- [Stated exercise] Convert every line of the rows below into a JSON list of strings, one string per line, and leave out any blank lines.

Coordinate annotation entries
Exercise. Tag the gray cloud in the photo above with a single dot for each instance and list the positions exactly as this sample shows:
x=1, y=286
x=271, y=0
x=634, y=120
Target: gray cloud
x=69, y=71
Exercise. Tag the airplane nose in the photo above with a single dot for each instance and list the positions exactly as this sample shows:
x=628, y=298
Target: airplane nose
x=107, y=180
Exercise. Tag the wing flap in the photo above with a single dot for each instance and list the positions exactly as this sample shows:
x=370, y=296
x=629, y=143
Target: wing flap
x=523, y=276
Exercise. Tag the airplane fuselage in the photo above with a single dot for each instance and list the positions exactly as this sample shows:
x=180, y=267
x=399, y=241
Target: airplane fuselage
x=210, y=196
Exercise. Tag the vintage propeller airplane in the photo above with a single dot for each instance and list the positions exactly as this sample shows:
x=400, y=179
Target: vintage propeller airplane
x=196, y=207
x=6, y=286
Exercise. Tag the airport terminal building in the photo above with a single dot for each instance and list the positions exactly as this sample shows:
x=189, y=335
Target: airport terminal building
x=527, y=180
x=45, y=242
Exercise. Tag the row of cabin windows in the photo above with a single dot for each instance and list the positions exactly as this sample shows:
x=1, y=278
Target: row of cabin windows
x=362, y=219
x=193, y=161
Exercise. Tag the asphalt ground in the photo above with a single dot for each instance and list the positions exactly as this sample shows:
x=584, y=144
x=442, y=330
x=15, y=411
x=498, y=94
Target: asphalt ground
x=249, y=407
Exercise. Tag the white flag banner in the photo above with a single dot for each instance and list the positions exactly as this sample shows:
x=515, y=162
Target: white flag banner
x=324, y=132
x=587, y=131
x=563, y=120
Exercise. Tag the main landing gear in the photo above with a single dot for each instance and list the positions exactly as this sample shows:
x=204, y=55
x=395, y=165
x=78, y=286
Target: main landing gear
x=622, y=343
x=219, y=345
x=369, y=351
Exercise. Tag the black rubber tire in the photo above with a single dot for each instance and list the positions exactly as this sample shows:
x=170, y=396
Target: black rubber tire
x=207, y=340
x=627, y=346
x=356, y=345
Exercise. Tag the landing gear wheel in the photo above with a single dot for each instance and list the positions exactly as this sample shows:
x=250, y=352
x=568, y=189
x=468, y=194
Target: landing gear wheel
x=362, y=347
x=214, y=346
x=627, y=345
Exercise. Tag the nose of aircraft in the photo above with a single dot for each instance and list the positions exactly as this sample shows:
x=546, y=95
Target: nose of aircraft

- [Full response]
[
  "Exercise. Tag the gray cloud in the photo above with a single dot for each instance and list the positions exactly as this sample shows:",
  "x=1, y=286",
  "x=271, y=0",
  "x=634, y=120",
  "Target: gray cloud",
  "x=69, y=71",
  "Exercise. Tag the airplane nose in the photo above with a single dot for each instance and list the positions exactly as this sample shows:",
  "x=628, y=298",
  "Target: airplane nose",
  "x=107, y=180",
  "Exercise. Tag the wing flap in the photo above with a single dot for each instance and list the positions exactly as this sample shows:",
  "x=370, y=296",
  "x=629, y=143",
  "Target: wing flap",
  "x=523, y=276",
  "Exercise. Tag the airplane fuselage in the photo above with a single dot for each instance and list the positions exactly as this sample shows:",
  "x=180, y=267",
  "x=399, y=241",
  "Target: airplane fuselage",
  "x=210, y=196",
  "Exercise. Tag the vintage propeller airplane in the photo above with a single dot for each instance and list the positions exactly as this sample shows:",
  "x=400, y=179",
  "Target: vintage propeller airplane",
  "x=196, y=207",
  "x=6, y=286",
  "Exercise. Tag the airport terminal building in the photo above with a single dot for each instance and list the positions exactly as this sample shows:",
  "x=189, y=335",
  "Target: airport terminal building",
  "x=527, y=180",
  "x=45, y=242",
  "Exercise. Tag the row of cabin windows in the photo above with a single dot for each instance and list the positions exactly as this sample shows:",
  "x=1, y=278",
  "Target: row of cabin windows",
  "x=362, y=219",
  "x=193, y=161",
  "Exercise. Tag the asphalt ground in the photo above with a single dot for each instance and list the positions exactly as this sample shows:",
  "x=584, y=144",
  "x=442, y=330",
  "x=15, y=411",
  "x=498, y=94",
  "Target: asphalt ground",
  "x=249, y=407",
  "Exercise. Tag the white flag banner in the photo above with a single dot for each instance and list the positions exactly as this sample shows:",
  "x=515, y=162",
  "Target: white flag banner",
  "x=324, y=132",
  "x=587, y=131",
  "x=563, y=120",
  "Exercise. Tag the main landing gear in the photo above with a single dot for each instance and list the positions exactly as this sample shows:",
  "x=204, y=55",
  "x=395, y=165",
  "x=78, y=286",
  "Target: main landing gear",
  "x=622, y=343",
  "x=219, y=345",
  "x=369, y=351",
  "Exercise. Tag the black rubber tire in the photo above with a single dot for each instance and list the positions exactly as this sample shows:",
  "x=170, y=396",
  "Target: black rubber tire",
  "x=207, y=340",
  "x=627, y=346",
  "x=356, y=345",
  "Exercise. Tag the landing gear wheel in the photo above with a single dot for each instance and list the positions exactly as this sample shows:",
  "x=250, y=352",
  "x=568, y=189",
  "x=468, y=194",
  "Target: landing gear wheel",
  "x=362, y=347",
  "x=214, y=346",
  "x=627, y=345",
  "Exercise. Tag the nose of aircraft in the photo above with a single dot for each instance and list the positions exactly as this sample shows:",
  "x=546, y=95",
  "Target: nose of aircraft"
]